# Bericht 2.Flensburger Meerforellentreffen



## Blauortsand (20. März 2006)

Am 18.03.2006 fand das 2. Flensburger Meerforellentreffen ausgerichtet von DS Angelsport und Förde Guiding statt.
Um 8.30h fanden sich 48 Teilnehmer in Sonderhav ein und 4 Nachzügler folgten später noch womit dann 52 Teilnehmer gemeldet waren.
Das Startgeld je nach Geldbeutel wurde gespendet an Kystefiskers.de einem verein der sich mit Renaturisierungmaßnahmen von Aufstiegsgewässern beschäftigt gespendet.
Für die Anschaffung eines Analysekoffers sind so 465,-€ zusammengekommen die den Teilnehmenden Mitgliedern dann am Abend überreicht wurden!
Alle Teilnehmer bekamen als Begrüssungsgeschenk eine Köderbox mit einem Snapsblinker von Dirk Sennholz übberreicht.

Um ca. 9.00h wurde ein Gruppenfoto geschossen und die inzwischen endgültig unruhig gewordenen Angler teilten sich auf in kleine Gruppen oder zogen auf eigene Faust los.
Ein paar Einheimische und erfahrene Angler boten den zum Teil weit angereisten Anglern geführte Gruppen und gaben dann Tipps und Hilfe im Revier!
Es gab eine Truppe Fliegenfischer welche auch gleichzeitig die Größte Truppe stellte weiterhin gab es mehrere Spinnfischertruppen die meist zwischen 2 und 6 Personen stark waren und auch eine Bellybootgruppe sowie 3 Boote.
Gefischt wurde auf deutscher und dänischer Seite der Flensburger Förde, auf Als, der Apenrader Bucht und der Genner Bucht.

Die Bedingungen machten die Fischerei nicht einfach nach mehreren Wochen Nordost mit Minusgraden bis 15° Minus Nachts und Temperaturen um den Gefrierpunkt Tagsüber erwischten wir mit dem Tag des Treffens einen Wetterwechsel mit Ententeich und drehenden seichten Winden, Sonnenschein und Wassertiefstand!
Keine wirklich guten Bedingungen also aber es wurde alles probiert und das Beste war dann, dass dieser Wetterumschwung dann jedenfalls die Temperaturen deutlich in die Plusgrade brachte und so das Angeln sich temperaturtechnisch sehr angenehm gestaltete.

• • • • • • •

ZU ERLEDIGEN:
Welcher Betrag kam laut dem Bericht über das Meerforellentreffen für die Anschaffung eines Analysekoffers zusammen?

ERFASSTE DATEN:
• • • • • • •

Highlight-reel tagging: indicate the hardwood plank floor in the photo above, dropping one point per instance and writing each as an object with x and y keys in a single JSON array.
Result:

• • • • • • •

ERGEBNIS DER AUFGABE:
Für den Analysekoffer kamen 465 Euro zusammen.